_SUPPLIED PASSAGE_:
<<<<

Why Anti-Fungals May Help
“Most asthma patients have a low level of fungus in their airways,” says Denning. “The fungus produces allergens, so there is an ongoing allergic response in the body. If you take an anti-fungal medication, you get rid of that allergic response.” Allergies worsen asthma by increasing inflammation in the airways.
Antifungals also help ease asthma symptoms by boosting the effect of inhaled—but not oral–steroid medications, the mainstay of asthma therapy, says Denning.
The result is easier breathing, less mucous and less need of other medications, says Denning. “The need for both inhaled and oral steroids goes down,” he says.
That’s a good thing for two reasons, says Denning: Steroids are not completely effective at controlling asthma symptoms in many patients, and long-term steroid use has serious side effects, including high blood pressure, thinning skin and osteoporosis.
Right now, three antifungals are available: itraconazole (Sporanox, Onmel)—a generic and the least expensive of the three—which helped 60 percent of asthmatics who tried it; voriconazole (Vfend) and posaconazole (Noxafil), which had 75-80 percent response rates.

>>>>

_DATA FOR REVIEW_:
<<<<

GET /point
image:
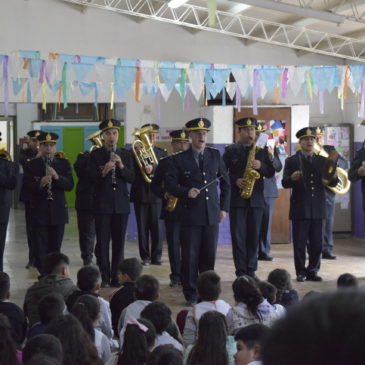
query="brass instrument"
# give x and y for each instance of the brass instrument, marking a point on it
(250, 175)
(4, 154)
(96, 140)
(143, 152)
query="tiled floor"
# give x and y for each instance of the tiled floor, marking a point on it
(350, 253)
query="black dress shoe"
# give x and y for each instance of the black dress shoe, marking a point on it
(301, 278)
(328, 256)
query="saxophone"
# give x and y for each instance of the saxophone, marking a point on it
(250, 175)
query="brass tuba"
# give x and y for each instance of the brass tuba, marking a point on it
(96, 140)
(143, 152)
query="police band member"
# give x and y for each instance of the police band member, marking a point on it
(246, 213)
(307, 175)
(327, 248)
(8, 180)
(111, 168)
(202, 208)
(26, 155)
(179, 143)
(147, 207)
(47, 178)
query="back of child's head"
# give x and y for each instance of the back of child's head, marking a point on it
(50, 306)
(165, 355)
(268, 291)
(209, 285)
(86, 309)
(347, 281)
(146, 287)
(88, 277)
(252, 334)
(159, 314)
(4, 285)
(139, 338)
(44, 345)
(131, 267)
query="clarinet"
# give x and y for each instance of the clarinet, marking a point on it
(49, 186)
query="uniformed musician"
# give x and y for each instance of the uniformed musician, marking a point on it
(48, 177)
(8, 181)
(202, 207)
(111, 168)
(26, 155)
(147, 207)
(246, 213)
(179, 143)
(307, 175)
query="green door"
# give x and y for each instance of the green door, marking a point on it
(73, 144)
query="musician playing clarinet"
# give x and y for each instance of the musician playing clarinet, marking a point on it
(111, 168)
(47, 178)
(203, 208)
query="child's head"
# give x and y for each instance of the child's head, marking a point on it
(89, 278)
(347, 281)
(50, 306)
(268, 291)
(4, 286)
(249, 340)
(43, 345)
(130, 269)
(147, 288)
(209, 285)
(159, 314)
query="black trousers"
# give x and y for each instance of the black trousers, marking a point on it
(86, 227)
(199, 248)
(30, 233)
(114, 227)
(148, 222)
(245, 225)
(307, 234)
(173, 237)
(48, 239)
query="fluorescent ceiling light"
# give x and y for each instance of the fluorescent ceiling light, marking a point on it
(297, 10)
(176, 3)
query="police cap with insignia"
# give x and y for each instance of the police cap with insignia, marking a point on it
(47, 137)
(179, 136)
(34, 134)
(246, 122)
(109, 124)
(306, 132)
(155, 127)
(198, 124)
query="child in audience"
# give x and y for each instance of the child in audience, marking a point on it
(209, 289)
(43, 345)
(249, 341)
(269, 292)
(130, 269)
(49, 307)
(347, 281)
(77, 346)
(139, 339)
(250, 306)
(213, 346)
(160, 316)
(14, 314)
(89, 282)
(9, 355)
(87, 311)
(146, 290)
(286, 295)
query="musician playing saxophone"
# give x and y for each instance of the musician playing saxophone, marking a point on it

>>>>
<<<<

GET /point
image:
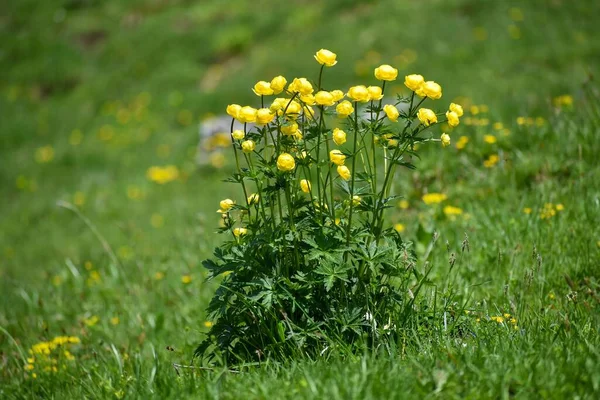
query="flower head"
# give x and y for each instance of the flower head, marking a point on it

>>>>

_INSTRUCTIONS_:
a. Which side effects of long-term steroid use does the passage on antifungals and asthma name?
b. Transcribe the part of the passage on antifungals and asthma that opens with the words containing "Antifungals also help" and closes with "therapy, says Denning.".
The lines have no connection to the passage on antifungals and asthma.

_EXPECTED OUTPUTS_:
a. High blood pressure, thinning skin, osteoporosis

b.
Antifungals also help ease asthma symptoms by boosting the effect of inhaled—but not oral–steroid medications, the mainstay of asthma therapy, says Denning.